_What you are asked to do:_ Swap "identify" for "locate" everywhere in the entries below, leaving all other text as it is. Leave the pictures out of your copy.

#####

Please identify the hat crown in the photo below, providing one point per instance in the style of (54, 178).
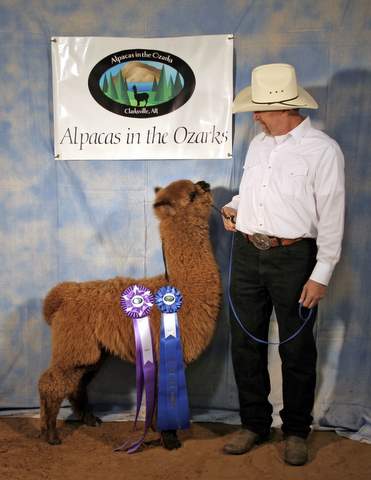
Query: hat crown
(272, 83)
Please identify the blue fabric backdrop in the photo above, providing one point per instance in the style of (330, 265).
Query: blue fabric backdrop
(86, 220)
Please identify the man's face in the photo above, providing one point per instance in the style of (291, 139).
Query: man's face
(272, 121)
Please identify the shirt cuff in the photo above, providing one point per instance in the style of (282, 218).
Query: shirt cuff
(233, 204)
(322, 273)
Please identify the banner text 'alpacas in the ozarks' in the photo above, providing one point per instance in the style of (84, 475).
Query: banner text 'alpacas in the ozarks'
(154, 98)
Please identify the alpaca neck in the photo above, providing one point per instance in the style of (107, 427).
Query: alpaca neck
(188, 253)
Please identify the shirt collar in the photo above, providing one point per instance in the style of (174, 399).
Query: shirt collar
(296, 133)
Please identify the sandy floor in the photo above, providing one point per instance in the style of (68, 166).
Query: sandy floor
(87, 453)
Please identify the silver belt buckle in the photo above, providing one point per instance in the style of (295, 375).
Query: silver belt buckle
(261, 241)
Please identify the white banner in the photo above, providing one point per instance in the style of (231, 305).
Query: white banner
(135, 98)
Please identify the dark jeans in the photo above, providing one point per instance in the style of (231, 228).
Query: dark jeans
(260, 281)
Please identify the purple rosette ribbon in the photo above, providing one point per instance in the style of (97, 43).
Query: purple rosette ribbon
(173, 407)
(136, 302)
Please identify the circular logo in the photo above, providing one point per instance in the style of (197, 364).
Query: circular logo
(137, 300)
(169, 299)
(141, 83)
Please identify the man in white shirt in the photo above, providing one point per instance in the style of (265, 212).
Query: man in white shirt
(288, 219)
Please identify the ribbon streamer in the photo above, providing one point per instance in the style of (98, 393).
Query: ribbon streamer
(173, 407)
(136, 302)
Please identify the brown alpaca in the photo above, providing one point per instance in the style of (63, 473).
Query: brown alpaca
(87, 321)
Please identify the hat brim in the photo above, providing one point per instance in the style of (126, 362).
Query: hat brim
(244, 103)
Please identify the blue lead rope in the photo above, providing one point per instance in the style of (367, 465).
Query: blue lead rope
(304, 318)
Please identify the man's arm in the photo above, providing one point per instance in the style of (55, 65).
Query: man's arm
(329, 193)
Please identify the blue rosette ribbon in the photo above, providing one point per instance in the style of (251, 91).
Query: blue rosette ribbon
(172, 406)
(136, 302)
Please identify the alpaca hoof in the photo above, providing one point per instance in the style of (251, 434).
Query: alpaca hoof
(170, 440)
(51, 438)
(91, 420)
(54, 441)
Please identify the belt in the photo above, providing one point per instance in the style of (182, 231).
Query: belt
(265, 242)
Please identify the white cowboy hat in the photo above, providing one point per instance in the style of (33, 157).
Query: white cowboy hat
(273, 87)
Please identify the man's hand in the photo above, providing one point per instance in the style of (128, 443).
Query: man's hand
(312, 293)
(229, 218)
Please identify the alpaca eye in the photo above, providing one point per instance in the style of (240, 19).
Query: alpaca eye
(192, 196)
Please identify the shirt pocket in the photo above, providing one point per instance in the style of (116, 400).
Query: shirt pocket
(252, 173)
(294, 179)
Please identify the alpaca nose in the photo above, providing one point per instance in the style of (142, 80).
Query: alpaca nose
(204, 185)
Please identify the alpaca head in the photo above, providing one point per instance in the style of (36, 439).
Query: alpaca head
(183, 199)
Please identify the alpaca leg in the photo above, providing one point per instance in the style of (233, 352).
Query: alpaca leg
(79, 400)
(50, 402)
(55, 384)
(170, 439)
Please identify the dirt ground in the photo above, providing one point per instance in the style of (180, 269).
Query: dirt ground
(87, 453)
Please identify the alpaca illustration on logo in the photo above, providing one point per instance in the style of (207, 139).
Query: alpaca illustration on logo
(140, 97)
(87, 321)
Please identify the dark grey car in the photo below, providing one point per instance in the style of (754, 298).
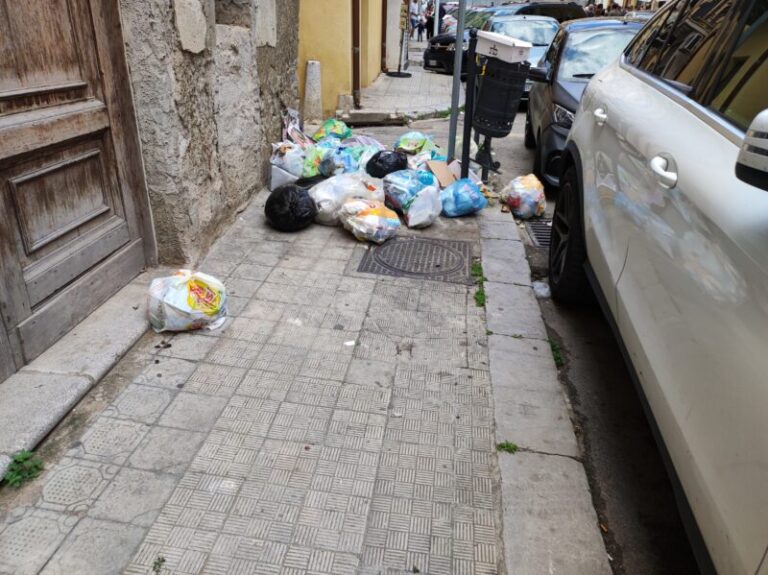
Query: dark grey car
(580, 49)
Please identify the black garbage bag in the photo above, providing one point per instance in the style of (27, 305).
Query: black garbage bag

#####

_The output:_
Please locate the hat crown in the photo below, providing one point per instance in the style of (54, 178).
Query: hat crown
(272, 83)
Please locate the blue fabric backdrop in the photo above, providing one point per instance in the style of (330, 265).
Query: blue fabric backdrop
(86, 220)
Please locate the man's face in the photo above, providing one point per instance in the style of (291, 139).
Query: man's face
(272, 121)
Please locate the shirt cuff in the photo above, providing one point per instance in the style of (282, 218).
Query: shirt cuff
(233, 204)
(322, 273)
Please locate the banner text 'alpacas in the ozarks' in the photo above, providing one point per instance in the style of (84, 475).
Query: banner text 'alpacas in the ozarks'
(154, 98)
Please locate the alpaca neck in the photo above, providing one point per instance in the style of (107, 427).
Query: alpaca neck
(188, 253)
Please locate the shirt collar in the photo above, providing one point per instance in the style of (174, 399).
Query: shirt collar
(296, 133)
Please locate the sandy floor in the photo above, providing one point per instance in the style of (68, 166).
Query: sandy floor
(87, 453)
Please locate the silver belt buckle in the photo above, providing one point per instance in the style of (295, 375).
Query: silver belt buckle
(261, 241)
Please locate the white banner in the photo above, providing one point per instance in the style of (231, 305).
Query: white banner
(135, 98)
Please locate the dark jeans in the photo above, providing one point per instance in the style of (231, 228).
Query: dark jeans
(260, 281)
Please locate the purple rosette ribbon in the photo above, providing one point per instance in the style of (97, 43).
Query: purple rosette ribbon
(173, 407)
(136, 302)
Please locate the circular logo in the photo above, providing one point per instance in the style of (197, 364).
Query: circular logo
(137, 300)
(169, 299)
(141, 83)
Please locate the man in white shirt in the photo above, providing one point per instance in the style of (265, 212).
Query: man in white shirt
(288, 219)
Please locate the ribbon streamer in the photo above, providing one point per instance in the style of (98, 393).
Query: ribbon streamer
(173, 407)
(136, 302)
Please locate the brown alpaca in the photo above, providing one point per instance in the style of (63, 473).
Query: brown alpaca
(87, 321)
Please locate the hat brim in the photo above, providing one point per instance in the style of (126, 362).
Query: hat brim
(244, 103)
Please locate the blue lead rope in the photo above, providing one point per instance in the style of (367, 465).
Query: blue lead rope
(304, 318)
Please locate the man's arm in the photo above, providing one point per instance in the style of (55, 65).
Query: man's arm
(329, 193)
Please locate the blue rosette ribbon in the photo above, providing one point per instance in the style of (251, 91).
Query: blue rosette ribbon
(172, 406)
(136, 302)
Please locate the alpaca hoof in the photo above, providing one point per instance in the style of (251, 434).
Query: alpaca hoof
(170, 440)
(51, 438)
(91, 420)
(54, 441)
Please locate the belt in the photo above, providing one point per instance in the style of (182, 231).
Query: belt
(265, 242)
Please locate the white cowboy hat in the photo above, providing one point per instance in the style of (33, 157).
Query: white cowboy hat
(273, 87)
Please locate the man's hand in the photo above, providing one point per instance in the style of (128, 443).
Query: man's hand
(312, 293)
(229, 218)
Please locate the alpaca eye in the photo above, providing one point per instance in the style of (240, 19).
Query: alpaca eye
(192, 196)
Please locate the shirt pocket in the photo above, providing one point per instance in the style of (116, 400).
Query: shirt pocket
(252, 173)
(294, 179)
Please locate the alpaca nose in the photo above, providing one point per instance in the style of (142, 80).
Query: alpaca nose
(204, 185)
Please locate the alpaca head in the photo above, providing one point per instance in the style of (36, 439).
Query: alpaca head
(183, 199)
Please locate the alpaca leg in the photo above, providing one point per instance in the style of (233, 352).
Query: alpaca leg
(79, 400)
(50, 402)
(55, 384)
(170, 439)
Please locate the dirt ground in the photo above, providing one point per instance in the style of (180, 269).
Query: dirt ground
(87, 453)
Please locate the alpaca illustration on logo in the photo above, providing one point per instance in the style of (207, 139).
Query: alpaca illustration on logo
(140, 97)
(87, 321)
Please locate the dark grey car in the photo below, providing one point per instance in the style of (754, 298).
Query: dark grey car
(580, 49)
Please locate the black garbage bag in the photo above, providing one point per instance in the style of (27, 305).
Query: black garbage bag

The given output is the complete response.